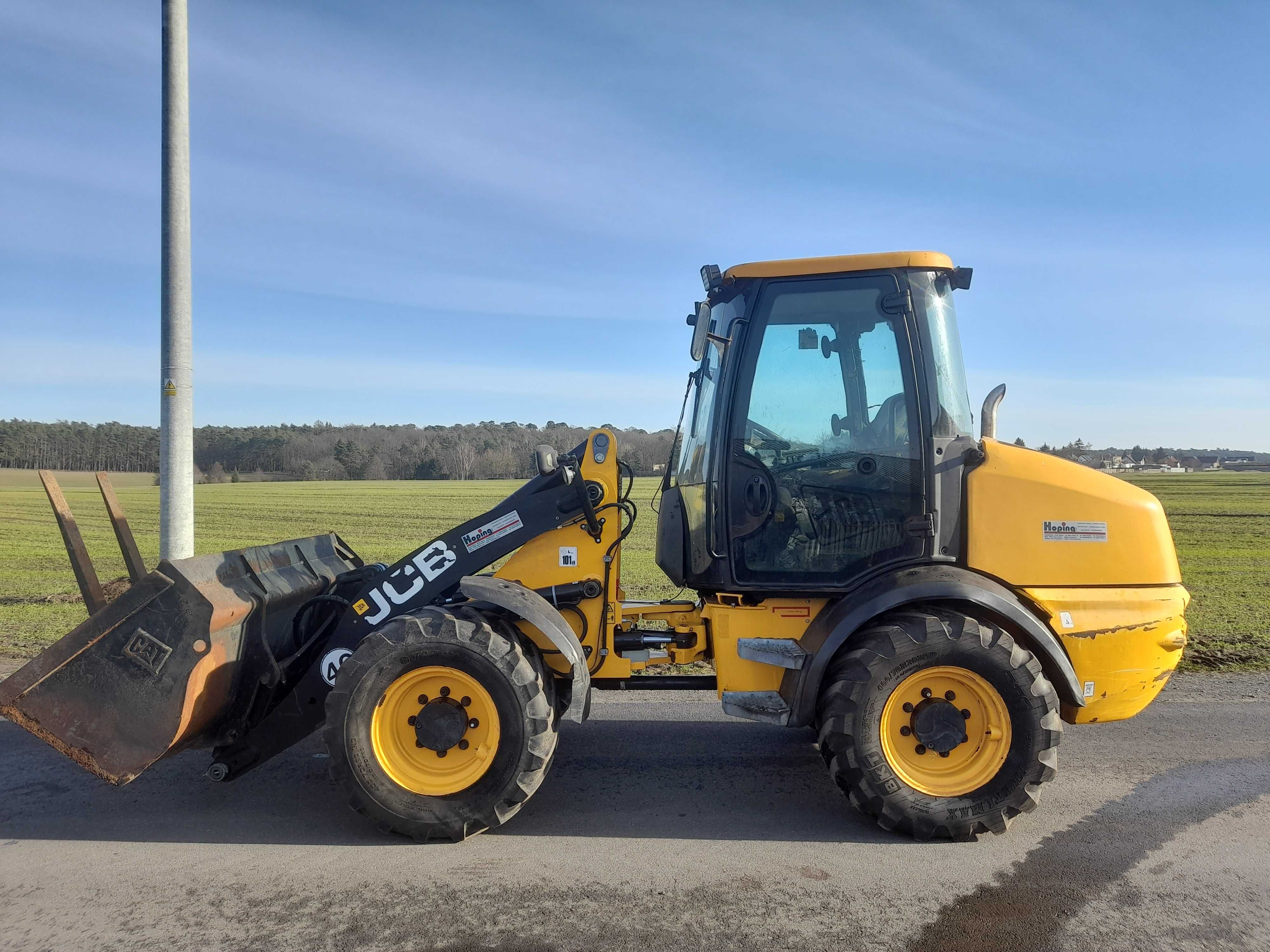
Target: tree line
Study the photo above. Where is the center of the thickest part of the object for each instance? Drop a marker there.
(321, 451)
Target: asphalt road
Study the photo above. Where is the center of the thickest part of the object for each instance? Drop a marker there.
(665, 824)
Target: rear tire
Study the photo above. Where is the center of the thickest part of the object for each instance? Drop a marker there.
(989, 783)
(374, 771)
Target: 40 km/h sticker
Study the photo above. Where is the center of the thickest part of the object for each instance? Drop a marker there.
(1064, 531)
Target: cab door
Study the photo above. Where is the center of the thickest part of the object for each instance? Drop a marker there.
(825, 470)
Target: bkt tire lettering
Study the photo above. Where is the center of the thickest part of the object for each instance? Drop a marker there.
(431, 564)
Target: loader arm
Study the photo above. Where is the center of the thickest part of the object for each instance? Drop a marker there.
(430, 576)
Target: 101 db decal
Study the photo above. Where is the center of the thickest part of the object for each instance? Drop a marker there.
(1064, 531)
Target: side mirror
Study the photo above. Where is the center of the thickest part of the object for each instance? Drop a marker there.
(699, 332)
(545, 458)
(989, 417)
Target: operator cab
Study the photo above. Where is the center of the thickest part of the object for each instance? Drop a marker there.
(819, 428)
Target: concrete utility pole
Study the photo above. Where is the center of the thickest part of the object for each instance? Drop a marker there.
(177, 384)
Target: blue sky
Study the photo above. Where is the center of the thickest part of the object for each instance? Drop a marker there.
(455, 213)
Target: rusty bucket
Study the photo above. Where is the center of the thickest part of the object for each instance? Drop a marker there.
(187, 657)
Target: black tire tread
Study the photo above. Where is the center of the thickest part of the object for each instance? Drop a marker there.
(471, 629)
(846, 678)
....
Jouw opdracht
Typ alsjeblieft al het bovenstaande materiaal regel voor regel letterlijk over. Laat de afbeeldingen daarbij weg.

Oplossing
Target: tree line
Study the photo above. Where is the center of the thickest part of the object for each instance? Drop a marker there.
(321, 451)
Target: asphalt road
Study the photo above. Where is the center of the thickest part of the object for each instance? Drop a marker there.
(665, 824)
Target: rear tire
Study the photo above. Where is the center of the thickest part of the object for each instance? Drop a marker there.
(989, 783)
(374, 771)
Target: 40 km/h sticker
Study the photo above. Where is the center of the thickest part of the object for each instance? Drop a marker there.
(1064, 531)
Target: cab door
Study the photo above. Where is the center of the thickest part of the object for each instance? Drop a marker there.
(825, 470)
Target: bkt tire lettering
Study the photo above. Where is the center of the thickest part of the object for each instance? Drop a marker there.
(431, 564)
Target: loader arm
Study the photo above. Where is the center of the thickest part of the object for each instance? Drop a marker there.
(430, 576)
Target: 101 db decal
Study the photo above. Where is the center of the thickest part of the object for each instance? Drop a marker there.
(1064, 531)
Target: side mirror
Study the photo above. Where is the center of the thickest part of the object for each instance? Drop a marker there.
(699, 332)
(545, 458)
(989, 417)
Target: operator cab
Study the photo above. Where is the center of the thickest part of the object for each instance? Drop a marker there.
(819, 428)
Target: concrete utility pole
Study the photo above. Where is the center of the thickest part of the object for each instance? Drop a marker there.
(177, 384)
Target: blue sky
Study the photo above. Where is the center of the thickest part of the object for each instance? Drop a marker there.
(455, 213)
Target: rusty bucket
Study the photo above. Where is the center of the thickest part of the object for each instance? Drop a marker there.
(187, 657)
Target: black tire tread
Study the photo above. Where is the center of the thickest part of the object for each instance? Drop a marker there.
(471, 629)
(846, 678)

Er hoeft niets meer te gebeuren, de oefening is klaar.